■ PROBLEM STATEMENT: Change "parked car" to "stationary vehicle" in all of the entries below and leave everything else as it is.

[Extracted data entries]
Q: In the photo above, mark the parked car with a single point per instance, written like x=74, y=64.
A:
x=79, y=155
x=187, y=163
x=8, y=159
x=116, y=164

■ SOLVED PROBLEM:
Q: In the photo above, mark the stationary vehicle with a single point per instance, written like x=74, y=64.
A:
x=79, y=155
x=187, y=163
x=8, y=159
x=116, y=164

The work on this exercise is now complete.